_Given request_. Please return every line of the records below as a JSON list of strings, one string per line, with blank lines left out.

_Records for this task_.
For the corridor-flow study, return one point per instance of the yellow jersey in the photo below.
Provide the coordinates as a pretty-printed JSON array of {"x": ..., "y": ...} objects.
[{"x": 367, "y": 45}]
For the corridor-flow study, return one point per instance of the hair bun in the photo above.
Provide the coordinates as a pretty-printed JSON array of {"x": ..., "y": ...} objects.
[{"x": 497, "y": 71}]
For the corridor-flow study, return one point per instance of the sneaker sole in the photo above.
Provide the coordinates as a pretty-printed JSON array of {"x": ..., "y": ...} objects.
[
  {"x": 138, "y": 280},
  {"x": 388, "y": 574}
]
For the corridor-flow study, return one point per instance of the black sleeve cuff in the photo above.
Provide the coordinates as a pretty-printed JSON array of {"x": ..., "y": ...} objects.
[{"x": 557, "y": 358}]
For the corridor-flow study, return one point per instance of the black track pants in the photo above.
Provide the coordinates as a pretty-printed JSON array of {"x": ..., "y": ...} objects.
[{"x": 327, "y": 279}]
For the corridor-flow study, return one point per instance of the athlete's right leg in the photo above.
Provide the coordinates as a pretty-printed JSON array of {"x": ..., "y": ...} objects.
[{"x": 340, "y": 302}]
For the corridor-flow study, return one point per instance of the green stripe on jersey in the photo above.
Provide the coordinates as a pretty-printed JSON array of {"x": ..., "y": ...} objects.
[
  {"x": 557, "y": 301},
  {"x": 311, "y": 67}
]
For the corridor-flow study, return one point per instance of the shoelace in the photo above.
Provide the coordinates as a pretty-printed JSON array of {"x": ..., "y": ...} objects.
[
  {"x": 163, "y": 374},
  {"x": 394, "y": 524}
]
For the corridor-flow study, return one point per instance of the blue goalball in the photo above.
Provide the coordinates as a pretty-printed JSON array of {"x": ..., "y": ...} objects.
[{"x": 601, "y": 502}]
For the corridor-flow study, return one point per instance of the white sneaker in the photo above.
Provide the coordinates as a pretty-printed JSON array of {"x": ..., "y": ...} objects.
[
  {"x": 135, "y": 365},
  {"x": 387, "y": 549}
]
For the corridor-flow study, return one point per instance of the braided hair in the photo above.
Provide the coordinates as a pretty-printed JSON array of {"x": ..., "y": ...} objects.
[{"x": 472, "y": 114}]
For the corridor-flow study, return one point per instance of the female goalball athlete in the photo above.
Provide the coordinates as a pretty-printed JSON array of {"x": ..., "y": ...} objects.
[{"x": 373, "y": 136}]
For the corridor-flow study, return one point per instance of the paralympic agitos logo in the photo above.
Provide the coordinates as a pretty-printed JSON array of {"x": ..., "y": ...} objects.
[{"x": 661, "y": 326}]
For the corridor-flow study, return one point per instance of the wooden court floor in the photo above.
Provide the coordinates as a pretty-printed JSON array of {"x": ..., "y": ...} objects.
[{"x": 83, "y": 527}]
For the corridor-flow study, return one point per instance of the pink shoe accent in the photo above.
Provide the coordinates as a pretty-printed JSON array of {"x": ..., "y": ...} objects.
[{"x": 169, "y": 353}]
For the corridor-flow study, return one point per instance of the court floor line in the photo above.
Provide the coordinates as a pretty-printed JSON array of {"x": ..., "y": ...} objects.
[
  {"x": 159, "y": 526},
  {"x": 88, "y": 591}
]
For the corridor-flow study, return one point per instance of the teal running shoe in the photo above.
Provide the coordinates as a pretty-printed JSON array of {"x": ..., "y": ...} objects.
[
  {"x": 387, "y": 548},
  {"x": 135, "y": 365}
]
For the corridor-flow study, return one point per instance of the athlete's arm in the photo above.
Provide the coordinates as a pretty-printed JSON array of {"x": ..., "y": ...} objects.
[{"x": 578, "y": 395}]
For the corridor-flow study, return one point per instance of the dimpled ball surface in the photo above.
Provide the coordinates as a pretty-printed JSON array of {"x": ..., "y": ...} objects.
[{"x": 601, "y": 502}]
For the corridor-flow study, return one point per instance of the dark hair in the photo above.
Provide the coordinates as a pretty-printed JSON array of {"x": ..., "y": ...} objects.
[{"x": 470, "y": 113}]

_Exercise response_.
[
  "For the corridor-flow study, return one point per instance of the yellow jersey in the photo below.",
  "Provide the coordinates as a pretty-printed JSON array of {\"x\": ..., \"y\": ...} objects.",
  "[{\"x\": 367, \"y\": 45}]",
  "For the corridor-flow study, return one point per instance of the hair bun in the photo above.",
  "Provide the coordinates as a pretty-printed JSON array of {\"x\": ..., \"y\": ...} objects.",
  "[{\"x\": 497, \"y\": 71}]",
  "For the corridor-flow study, return one point per instance of the sneaker sole in the photo above.",
  "Provide the coordinates as a pretty-printed JSON array of {\"x\": ..., \"y\": ...} objects.",
  "[",
  "  {\"x\": 138, \"y\": 280},",
  "  {\"x\": 388, \"y\": 574}",
  "]",
  "For the corridor-flow study, return one point per instance of the black sleeve cuff in the photo above.",
  "Provide the coordinates as a pretty-printed JSON array of {\"x\": ..., \"y\": ...} objects.",
  "[{\"x\": 557, \"y\": 358}]",
  "For the corridor-flow study, return one point per instance of the black track pants in the photo above.",
  "Provide the coordinates as a pretty-printed JSON array of {\"x\": ..., \"y\": ...} objects.",
  "[{\"x\": 327, \"y\": 279}]",
  "For the corridor-flow study, return one point per instance of the athlete's right leg in the photo above.",
  "Provide the coordinates as a pretty-printed JSON array of {\"x\": ..., \"y\": ...} objects.",
  "[{\"x\": 340, \"y\": 302}]",
  "For the corridor-flow study, return one point per instance of the green stripe on jersey in the photo above.",
  "Provide the coordinates as a pretty-printed JSON array of {\"x\": ..., \"y\": ...} objects.",
  "[",
  "  {\"x\": 557, \"y\": 301},",
  "  {\"x\": 311, \"y\": 67}",
  "]",
  "For the corridor-flow study, return one point per instance of the shoelace in the photo above.",
  "Provide the coordinates as a pretty-printed JSON array of {\"x\": ..., \"y\": ...} objects.",
  "[",
  "  {\"x\": 163, \"y\": 374},",
  "  {\"x\": 394, \"y\": 524}",
  "]",
  "For the corridor-flow study, return one point per instance of the blue goalball in the photo above.",
  "Provide the coordinates as a pretty-printed JSON array of {\"x\": ..., \"y\": ...} objects.",
  "[{\"x\": 601, \"y\": 502}]",
  "For the corridor-flow study, return one point per instance of the white sneaker in the photo above.",
  "Provide the coordinates as a pretty-printed JSON array of {\"x\": ..., \"y\": ...} objects.",
  "[",
  "  {\"x\": 135, \"y\": 365},",
  "  {\"x\": 387, \"y\": 549}",
  "]",
  "For the corridor-flow study, return one point per instance of the braided hair in the photo above.",
  "Provide the coordinates as a pretty-printed JSON array of {\"x\": ..., \"y\": ...} objects.",
  "[{\"x\": 472, \"y\": 114}]",
  "For the corridor-flow study, return one point per instance of the female goalball athlete in the photo above.",
  "Provide the coordinates as a pretty-printed JSON array of {\"x\": ..., \"y\": ...} objects.",
  "[{\"x\": 373, \"y\": 136}]",
  "For the corridor-flow study, return one point per instance of the paralympic agitos logo in the photo above.",
  "Provide the coordinates as a pretty-printed JSON array of {\"x\": ..., \"y\": ...} objects.",
  "[{\"x\": 661, \"y\": 326}]",
  "For the corridor-flow study, return one point per instance of the wooden court floor in the photo above.",
  "Provide the coordinates as a pretty-printed JSON array of {\"x\": ..., \"y\": ...} objects.",
  "[{\"x\": 83, \"y\": 527}]",
  "For the corridor-flow study, return one point per instance of the pink shoe accent in the photo above.",
  "Provide the coordinates as a pretty-printed JSON array of {\"x\": ..., \"y\": ...} objects.",
  "[{\"x\": 169, \"y\": 353}]",
  "For the corridor-flow study, return one point per instance of the court floor line in the photo above.",
  "Provide the coordinates as a pretty-printed JSON array of {\"x\": ..., \"y\": ...} objects.",
  "[",
  "  {\"x\": 159, \"y\": 526},",
  "  {\"x\": 88, \"y\": 591}",
  "]",
  "For the corridor-flow study, return one point per instance of the teal running shoe in the photo above.",
  "Provide the coordinates as a pretty-printed JSON array of {\"x\": ..., \"y\": ...} objects.",
  "[",
  "  {\"x\": 387, \"y\": 548},",
  "  {\"x\": 135, \"y\": 365}",
  "]",
  "For the corridor-flow study, return one point per instance of the athlete's arm in the photo above.",
  "Provide the coordinates as a pretty-printed JSON array of {\"x\": ..., \"y\": ...} objects.",
  "[{\"x\": 578, \"y\": 395}]",
  "For the corridor-flow study, return one point per instance of the dimpled ball surface in the photo above.",
  "Provide the coordinates as a pretty-printed JSON array of {\"x\": ..., \"y\": ...} objects.",
  "[{\"x\": 601, \"y\": 502}]",
  "For the corridor-flow study, return one point per instance of the dark hair in the photo above.",
  "Provide the coordinates as a pretty-printed JSON array of {\"x\": ..., \"y\": ...} objects.",
  "[{\"x\": 470, \"y\": 113}]"
]